COMPLETE THE FOLLOWING.
#1 Answer these questions about the working-from-home passage:
(a) What downsides of working from home does the writer list?
(b) What did the writer ask God regarding one position, and what happened?
(c) Which degree does the writer say is not being used?
#2 Pick up the working-from-home passage after its final sentence and carry it on for a paragraph or two in the same voice.

PASSAGE.
--

That's all fine and good, but how do I put it into practice? I pray and I read and I think. I feel like working from home would be a good option for a variety of reasons: I'm better suited to just working by myself and being left the hell alone except for the occasional check-in with my employers, I'd be there when J left for school and when he got home, I'd save on gas, I'd have more flexibility for family things, I'd be a lot less stressed, I'm not using my law degree anyway so why not do something I could at least halfway enjoy and benefit from. There are some cons, too - having to pay for my own insurance, no other benefits, and yeah, I might miss the contact with co-workers (although I have other outlets for seeing people and making friends and what have you). But I can see the positives and I can see myself being very happy doing that, even if I'm doing several different things to bring in enough money.
So. At what point does it stop becoming a mental exercise and become time for me to "just do it"? How much confidence do I need to have in my ability to succeed? Or is that why it's called a leap of faith? How do you know you're doing the right thing? I feel like I've already made choices that were what God wanted for me, only to have them bite me in the butt. I've prayed that if certain things aren't meant to be for me, then things would go a certain way (for instance, I'd prayed about one position, asking God that I not even get an interview if the job wasn't meant to be mine, that I didn't want to get my hopes up just to have them dashed again - what happened? I got the interview but no job offer - just what I *hadn't* wanted). How do I know or feel any kind of confidence that I'd be doing the right thing, when I've felt that way in the past only to have things turn out not like I'd expected?

--

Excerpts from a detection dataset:
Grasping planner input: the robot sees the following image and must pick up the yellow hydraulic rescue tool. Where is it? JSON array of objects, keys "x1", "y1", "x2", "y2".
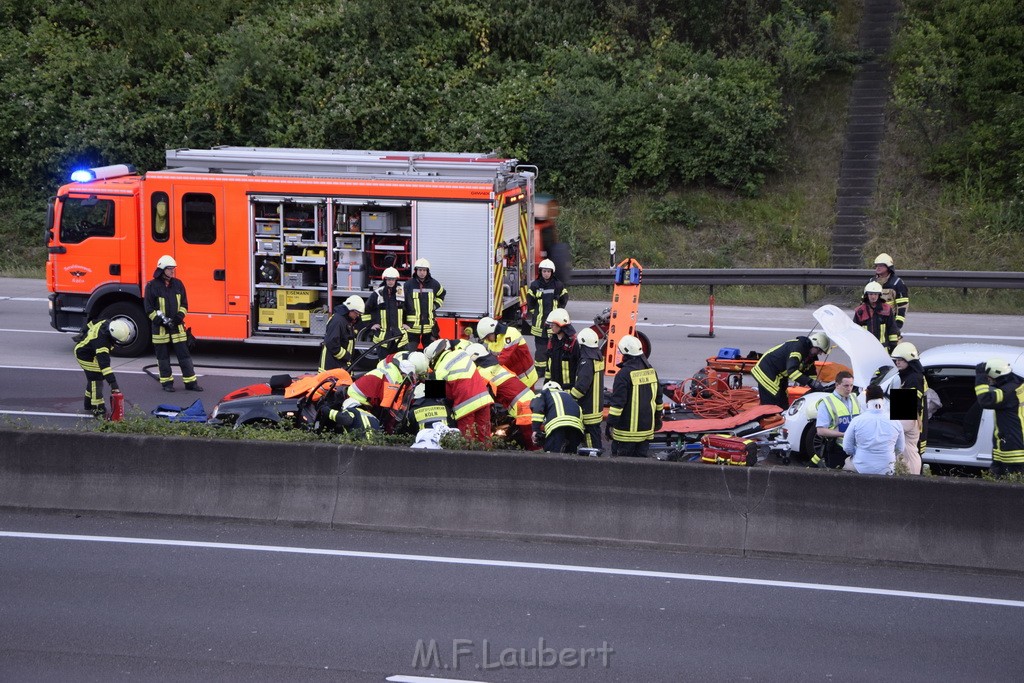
[{"x1": 604, "y1": 258, "x2": 643, "y2": 377}]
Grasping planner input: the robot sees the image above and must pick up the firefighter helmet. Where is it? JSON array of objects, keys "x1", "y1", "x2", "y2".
[
  {"x1": 618, "y1": 335, "x2": 643, "y2": 355},
  {"x1": 808, "y1": 332, "x2": 831, "y2": 353},
  {"x1": 546, "y1": 308, "x2": 570, "y2": 328},
  {"x1": 985, "y1": 358, "x2": 1013, "y2": 380},
  {"x1": 407, "y1": 351, "x2": 430, "y2": 375},
  {"x1": 890, "y1": 342, "x2": 921, "y2": 362},
  {"x1": 106, "y1": 318, "x2": 131, "y2": 344},
  {"x1": 577, "y1": 328, "x2": 601, "y2": 348},
  {"x1": 466, "y1": 344, "x2": 490, "y2": 360},
  {"x1": 874, "y1": 252, "x2": 893, "y2": 268},
  {"x1": 476, "y1": 317, "x2": 498, "y2": 339},
  {"x1": 345, "y1": 294, "x2": 367, "y2": 314}
]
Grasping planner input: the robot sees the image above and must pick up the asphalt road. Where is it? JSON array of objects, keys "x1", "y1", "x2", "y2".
[
  {"x1": 0, "y1": 512, "x2": 1024, "y2": 681},
  {"x1": 6, "y1": 279, "x2": 1024, "y2": 424}
]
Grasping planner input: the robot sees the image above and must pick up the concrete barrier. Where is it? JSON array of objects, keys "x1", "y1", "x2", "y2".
[{"x1": 0, "y1": 430, "x2": 1024, "y2": 573}]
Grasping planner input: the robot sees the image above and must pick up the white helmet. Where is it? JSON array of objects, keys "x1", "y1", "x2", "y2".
[
  {"x1": 476, "y1": 317, "x2": 498, "y2": 339},
  {"x1": 345, "y1": 294, "x2": 367, "y2": 313},
  {"x1": 407, "y1": 351, "x2": 430, "y2": 375},
  {"x1": 106, "y1": 318, "x2": 131, "y2": 344},
  {"x1": 546, "y1": 308, "x2": 570, "y2": 328},
  {"x1": 889, "y1": 342, "x2": 920, "y2": 362},
  {"x1": 466, "y1": 344, "x2": 490, "y2": 360},
  {"x1": 423, "y1": 339, "x2": 452, "y2": 362},
  {"x1": 808, "y1": 332, "x2": 831, "y2": 353},
  {"x1": 577, "y1": 328, "x2": 601, "y2": 348},
  {"x1": 618, "y1": 335, "x2": 643, "y2": 355},
  {"x1": 985, "y1": 358, "x2": 1013, "y2": 380}
]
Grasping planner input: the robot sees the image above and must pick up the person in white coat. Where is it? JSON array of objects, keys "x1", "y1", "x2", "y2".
[{"x1": 843, "y1": 384, "x2": 905, "y2": 474}]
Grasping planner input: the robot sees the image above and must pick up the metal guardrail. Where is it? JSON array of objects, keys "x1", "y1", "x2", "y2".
[{"x1": 569, "y1": 268, "x2": 1024, "y2": 290}]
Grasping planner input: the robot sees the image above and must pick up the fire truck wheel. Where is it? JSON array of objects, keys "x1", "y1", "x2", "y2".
[{"x1": 99, "y1": 301, "x2": 151, "y2": 357}]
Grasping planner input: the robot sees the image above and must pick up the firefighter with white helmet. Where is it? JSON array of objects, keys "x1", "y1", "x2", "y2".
[
  {"x1": 751, "y1": 332, "x2": 831, "y2": 410},
  {"x1": 871, "y1": 253, "x2": 910, "y2": 336},
  {"x1": 547, "y1": 308, "x2": 580, "y2": 386},
  {"x1": 75, "y1": 317, "x2": 132, "y2": 419},
  {"x1": 319, "y1": 294, "x2": 366, "y2": 373},
  {"x1": 853, "y1": 281, "x2": 899, "y2": 351},
  {"x1": 361, "y1": 267, "x2": 409, "y2": 354},
  {"x1": 569, "y1": 328, "x2": 604, "y2": 450},
  {"x1": 401, "y1": 258, "x2": 444, "y2": 351},
  {"x1": 605, "y1": 335, "x2": 665, "y2": 458},
  {"x1": 523, "y1": 258, "x2": 569, "y2": 378},
  {"x1": 143, "y1": 254, "x2": 203, "y2": 391},
  {"x1": 974, "y1": 358, "x2": 1024, "y2": 478}
]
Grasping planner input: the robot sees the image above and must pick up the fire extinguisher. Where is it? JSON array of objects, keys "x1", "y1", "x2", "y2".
[{"x1": 111, "y1": 391, "x2": 125, "y2": 422}]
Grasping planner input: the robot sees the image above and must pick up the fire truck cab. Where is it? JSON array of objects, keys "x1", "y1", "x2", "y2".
[{"x1": 46, "y1": 146, "x2": 557, "y2": 355}]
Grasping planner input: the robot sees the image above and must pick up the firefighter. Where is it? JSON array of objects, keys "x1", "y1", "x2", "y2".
[
  {"x1": 321, "y1": 398, "x2": 381, "y2": 439},
  {"x1": 144, "y1": 254, "x2": 203, "y2": 391},
  {"x1": 348, "y1": 351, "x2": 421, "y2": 434},
  {"x1": 853, "y1": 282, "x2": 899, "y2": 351},
  {"x1": 892, "y1": 342, "x2": 928, "y2": 474},
  {"x1": 529, "y1": 380, "x2": 583, "y2": 453},
  {"x1": 75, "y1": 319, "x2": 131, "y2": 419},
  {"x1": 569, "y1": 328, "x2": 604, "y2": 451},
  {"x1": 547, "y1": 308, "x2": 580, "y2": 386},
  {"x1": 319, "y1": 294, "x2": 366, "y2": 373},
  {"x1": 361, "y1": 267, "x2": 409, "y2": 354},
  {"x1": 476, "y1": 317, "x2": 537, "y2": 387},
  {"x1": 974, "y1": 358, "x2": 1024, "y2": 478},
  {"x1": 401, "y1": 258, "x2": 444, "y2": 351},
  {"x1": 424, "y1": 339, "x2": 495, "y2": 443},
  {"x1": 751, "y1": 332, "x2": 831, "y2": 410},
  {"x1": 871, "y1": 254, "x2": 910, "y2": 337},
  {"x1": 811, "y1": 370, "x2": 860, "y2": 469},
  {"x1": 466, "y1": 344, "x2": 537, "y2": 451},
  {"x1": 604, "y1": 335, "x2": 665, "y2": 458},
  {"x1": 525, "y1": 258, "x2": 569, "y2": 379}
]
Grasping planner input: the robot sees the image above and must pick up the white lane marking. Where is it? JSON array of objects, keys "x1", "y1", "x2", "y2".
[{"x1": 0, "y1": 530, "x2": 1024, "y2": 607}]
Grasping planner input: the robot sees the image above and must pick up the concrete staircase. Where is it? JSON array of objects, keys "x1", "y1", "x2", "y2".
[{"x1": 831, "y1": 0, "x2": 898, "y2": 268}]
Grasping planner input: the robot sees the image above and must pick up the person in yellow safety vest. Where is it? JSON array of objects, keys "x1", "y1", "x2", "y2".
[
  {"x1": 529, "y1": 381, "x2": 583, "y2": 453},
  {"x1": 401, "y1": 258, "x2": 444, "y2": 351},
  {"x1": 476, "y1": 317, "x2": 537, "y2": 387},
  {"x1": 423, "y1": 339, "x2": 495, "y2": 443},
  {"x1": 322, "y1": 398, "x2": 381, "y2": 439},
  {"x1": 466, "y1": 344, "x2": 537, "y2": 451},
  {"x1": 319, "y1": 294, "x2": 366, "y2": 373},
  {"x1": 361, "y1": 268, "x2": 409, "y2": 353},
  {"x1": 871, "y1": 254, "x2": 910, "y2": 337},
  {"x1": 143, "y1": 254, "x2": 203, "y2": 391},
  {"x1": 974, "y1": 358, "x2": 1024, "y2": 481},
  {"x1": 524, "y1": 258, "x2": 569, "y2": 379},
  {"x1": 75, "y1": 318, "x2": 131, "y2": 419},
  {"x1": 751, "y1": 332, "x2": 831, "y2": 410},
  {"x1": 605, "y1": 335, "x2": 665, "y2": 458},
  {"x1": 811, "y1": 370, "x2": 860, "y2": 470},
  {"x1": 569, "y1": 328, "x2": 604, "y2": 450}
]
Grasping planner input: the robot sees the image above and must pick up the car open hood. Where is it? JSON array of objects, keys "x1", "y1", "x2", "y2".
[{"x1": 814, "y1": 304, "x2": 899, "y2": 389}]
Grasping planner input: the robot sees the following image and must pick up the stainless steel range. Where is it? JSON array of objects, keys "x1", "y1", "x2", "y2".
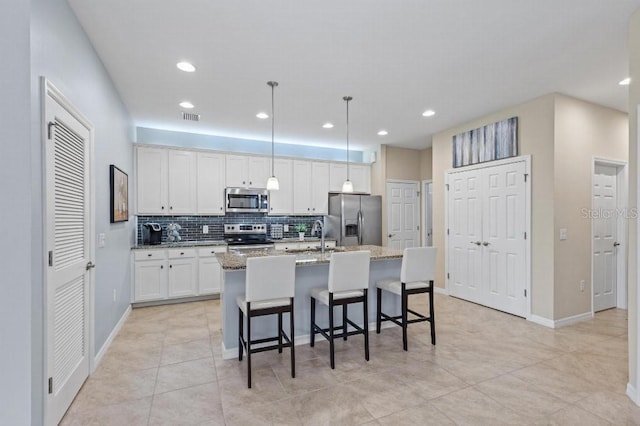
[{"x1": 224, "y1": 223, "x2": 273, "y2": 250}]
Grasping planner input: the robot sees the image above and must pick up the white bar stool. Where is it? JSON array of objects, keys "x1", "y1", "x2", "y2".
[
  {"x1": 310, "y1": 251, "x2": 371, "y2": 369},
  {"x1": 236, "y1": 256, "x2": 296, "y2": 388},
  {"x1": 376, "y1": 247, "x2": 437, "y2": 351}
]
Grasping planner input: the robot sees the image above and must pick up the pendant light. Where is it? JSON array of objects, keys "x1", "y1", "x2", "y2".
[
  {"x1": 267, "y1": 81, "x2": 280, "y2": 191},
  {"x1": 342, "y1": 96, "x2": 353, "y2": 192}
]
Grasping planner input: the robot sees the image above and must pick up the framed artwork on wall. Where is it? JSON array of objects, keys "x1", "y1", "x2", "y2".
[
  {"x1": 453, "y1": 117, "x2": 518, "y2": 167},
  {"x1": 109, "y1": 164, "x2": 129, "y2": 223}
]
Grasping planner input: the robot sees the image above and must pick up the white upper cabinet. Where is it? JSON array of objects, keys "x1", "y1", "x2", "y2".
[
  {"x1": 293, "y1": 160, "x2": 329, "y2": 215},
  {"x1": 196, "y1": 152, "x2": 225, "y2": 215},
  {"x1": 225, "y1": 155, "x2": 271, "y2": 188},
  {"x1": 265, "y1": 158, "x2": 295, "y2": 215},
  {"x1": 168, "y1": 150, "x2": 196, "y2": 215},
  {"x1": 136, "y1": 148, "x2": 169, "y2": 214}
]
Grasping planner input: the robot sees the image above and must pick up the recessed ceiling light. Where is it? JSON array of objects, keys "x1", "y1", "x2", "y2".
[{"x1": 176, "y1": 62, "x2": 196, "y2": 72}]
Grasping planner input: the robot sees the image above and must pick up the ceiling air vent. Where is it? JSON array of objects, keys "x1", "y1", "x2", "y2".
[{"x1": 182, "y1": 112, "x2": 200, "y2": 121}]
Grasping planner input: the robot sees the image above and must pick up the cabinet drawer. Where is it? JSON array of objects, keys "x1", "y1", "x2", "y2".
[
  {"x1": 169, "y1": 249, "x2": 196, "y2": 259},
  {"x1": 198, "y1": 246, "x2": 227, "y2": 257},
  {"x1": 133, "y1": 249, "x2": 167, "y2": 261}
]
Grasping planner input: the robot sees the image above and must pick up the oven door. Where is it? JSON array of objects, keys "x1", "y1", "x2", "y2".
[{"x1": 226, "y1": 188, "x2": 269, "y2": 213}]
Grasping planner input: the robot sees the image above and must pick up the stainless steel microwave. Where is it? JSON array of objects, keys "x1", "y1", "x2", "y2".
[{"x1": 225, "y1": 188, "x2": 269, "y2": 213}]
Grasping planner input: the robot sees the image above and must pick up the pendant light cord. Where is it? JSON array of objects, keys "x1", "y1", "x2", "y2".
[{"x1": 342, "y1": 96, "x2": 353, "y2": 181}]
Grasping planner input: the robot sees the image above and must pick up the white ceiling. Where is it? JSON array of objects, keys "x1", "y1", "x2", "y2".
[{"x1": 69, "y1": 0, "x2": 640, "y2": 149}]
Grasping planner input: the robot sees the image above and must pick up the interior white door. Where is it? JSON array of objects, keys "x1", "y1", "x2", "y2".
[
  {"x1": 422, "y1": 182, "x2": 433, "y2": 247},
  {"x1": 447, "y1": 161, "x2": 527, "y2": 316},
  {"x1": 44, "y1": 84, "x2": 93, "y2": 424},
  {"x1": 593, "y1": 165, "x2": 618, "y2": 312},
  {"x1": 387, "y1": 182, "x2": 420, "y2": 249},
  {"x1": 447, "y1": 170, "x2": 483, "y2": 303},
  {"x1": 482, "y1": 162, "x2": 526, "y2": 316}
]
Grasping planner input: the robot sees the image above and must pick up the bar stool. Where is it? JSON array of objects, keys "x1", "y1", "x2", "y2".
[
  {"x1": 309, "y1": 251, "x2": 371, "y2": 369},
  {"x1": 236, "y1": 256, "x2": 296, "y2": 388},
  {"x1": 376, "y1": 247, "x2": 437, "y2": 351}
]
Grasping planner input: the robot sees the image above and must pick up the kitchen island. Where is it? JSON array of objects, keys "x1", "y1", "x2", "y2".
[{"x1": 216, "y1": 246, "x2": 402, "y2": 359}]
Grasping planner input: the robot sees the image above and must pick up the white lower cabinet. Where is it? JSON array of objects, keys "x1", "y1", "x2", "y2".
[
  {"x1": 133, "y1": 246, "x2": 227, "y2": 303},
  {"x1": 167, "y1": 249, "x2": 198, "y2": 298},
  {"x1": 198, "y1": 247, "x2": 227, "y2": 295}
]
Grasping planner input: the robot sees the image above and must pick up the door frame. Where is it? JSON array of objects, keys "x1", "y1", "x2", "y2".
[
  {"x1": 444, "y1": 155, "x2": 533, "y2": 321},
  {"x1": 589, "y1": 156, "x2": 631, "y2": 315},
  {"x1": 383, "y1": 179, "x2": 422, "y2": 247},
  {"x1": 420, "y1": 179, "x2": 433, "y2": 247},
  {"x1": 40, "y1": 77, "x2": 96, "y2": 423}
]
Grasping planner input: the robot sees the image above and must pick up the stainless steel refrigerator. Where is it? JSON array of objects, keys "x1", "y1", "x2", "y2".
[{"x1": 325, "y1": 194, "x2": 382, "y2": 246}]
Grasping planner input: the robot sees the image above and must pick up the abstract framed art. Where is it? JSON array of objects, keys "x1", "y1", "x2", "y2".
[
  {"x1": 453, "y1": 117, "x2": 518, "y2": 167},
  {"x1": 109, "y1": 164, "x2": 129, "y2": 223}
]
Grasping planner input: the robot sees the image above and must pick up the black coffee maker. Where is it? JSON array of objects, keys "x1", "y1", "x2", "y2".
[{"x1": 142, "y1": 223, "x2": 162, "y2": 245}]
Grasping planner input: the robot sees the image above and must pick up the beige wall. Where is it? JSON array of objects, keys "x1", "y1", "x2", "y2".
[
  {"x1": 385, "y1": 146, "x2": 422, "y2": 180},
  {"x1": 627, "y1": 10, "x2": 640, "y2": 400},
  {"x1": 433, "y1": 94, "x2": 555, "y2": 319},
  {"x1": 553, "y1": 95, "x2": 629, "y2": 319},
  {"x1": 420, "y1": 148, "x2": 433, "y2": 180}
]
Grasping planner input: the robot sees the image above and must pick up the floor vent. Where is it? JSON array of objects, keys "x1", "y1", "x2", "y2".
[{"x1": 182, "y1": 112, "x2": 200, "y2": 121}]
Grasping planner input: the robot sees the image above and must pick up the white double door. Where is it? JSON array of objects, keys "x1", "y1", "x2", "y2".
[{"x1": 447, "y1": 161, "x2": 528, "y2": 317}]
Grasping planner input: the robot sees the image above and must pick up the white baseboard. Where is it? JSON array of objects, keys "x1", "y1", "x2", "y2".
[
  {"x1": 92, "y1": 305, "x2": 131, "y2": 373},
  {"x1": 554, "y1": 312, "x2": 593, "y2": 328},
  {"x1": 221, "y1": 321, "x2": 395, "y2": 359},
  {"x1": 529, "y1": 315, "x2": 556, "y2": 328},
  {"x1": 627, "y1": 383, "x2": 640, "y2": 405},
  {"x1": 433, "y1": 286, "x2": 449, "y2": 296},
  {"x1": 529, "y1": 312, "x2": 593, "y2": 328}
]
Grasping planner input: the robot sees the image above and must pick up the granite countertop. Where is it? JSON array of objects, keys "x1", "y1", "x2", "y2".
[
  {"x1": 216, "y1": 246, "x2": 402, "y2": 270},
  {"x1": 131, "y1": 240, "x2": 227, "y2": 250}
]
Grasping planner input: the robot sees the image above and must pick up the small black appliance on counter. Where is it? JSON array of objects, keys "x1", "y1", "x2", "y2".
[{"x1": 142, "y1": 223, "x2": 162, "y2": 245}]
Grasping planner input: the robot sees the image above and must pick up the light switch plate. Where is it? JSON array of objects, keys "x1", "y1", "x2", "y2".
[{"x1": 560, "y1": 228, "x2": 567, "y2": 240}]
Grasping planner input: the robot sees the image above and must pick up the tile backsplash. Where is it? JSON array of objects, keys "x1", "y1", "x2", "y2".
[{"x1": 137, "y1": 213, "x2": 322, "y2": 244}]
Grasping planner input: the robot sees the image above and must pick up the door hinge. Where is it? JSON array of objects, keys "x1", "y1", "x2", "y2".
[{"x1": 47, "y1": 121, "x2": 56, "y2": 140}]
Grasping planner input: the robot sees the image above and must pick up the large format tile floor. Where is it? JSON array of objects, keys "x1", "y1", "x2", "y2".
[{"x1": 62, "y1": 295, "x2": 640, "y2": 425}]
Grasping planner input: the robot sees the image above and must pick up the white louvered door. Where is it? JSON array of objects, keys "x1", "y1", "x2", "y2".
[{"x1": 44, "y1": 81, "x2": 93, "y2": 424}]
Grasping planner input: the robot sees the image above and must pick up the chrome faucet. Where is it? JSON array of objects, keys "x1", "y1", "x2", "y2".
[{"x1": 311, "y1": 217, "x2": 324, "y2": 255}]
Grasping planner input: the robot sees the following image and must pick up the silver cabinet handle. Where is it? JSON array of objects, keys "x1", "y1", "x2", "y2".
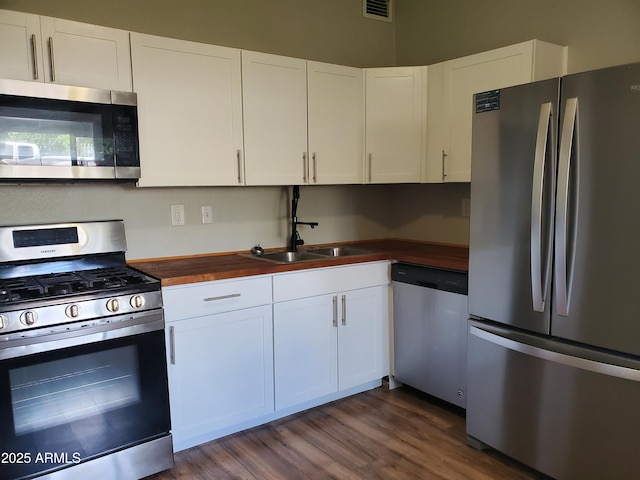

--

ANSWERS FOR THIS EXERCISE.
#1
(a) Having to pay for their own insurance, having no other benefits, and possibly missing contact with co-workers.
(b) The writer asked not to even get an interview if the job wasn't meant to be theirs. They got the interview but no job offer.
(c) A law degree.

#2
I'm trying to think positively, and some days it works. Some hours it works. Some it doesn't (and being at this job makes it very hard to maintain that positive attitude). I keep telling myself, the JOB sucks, it's not ME that sucks. I am not a fundamentally flawed person because I can't do well at this job. The fact that I'm not good at THIS job doesn't mean I can't be great at a lot of other things. Every once in a while, I actually believe it and I feel a little better.
Gah. I feel like I'm chasing my tail. I have to work. I hope I can hang on here long enough to get to that new and (hopefully ) improved position - days like this, I have my doubts.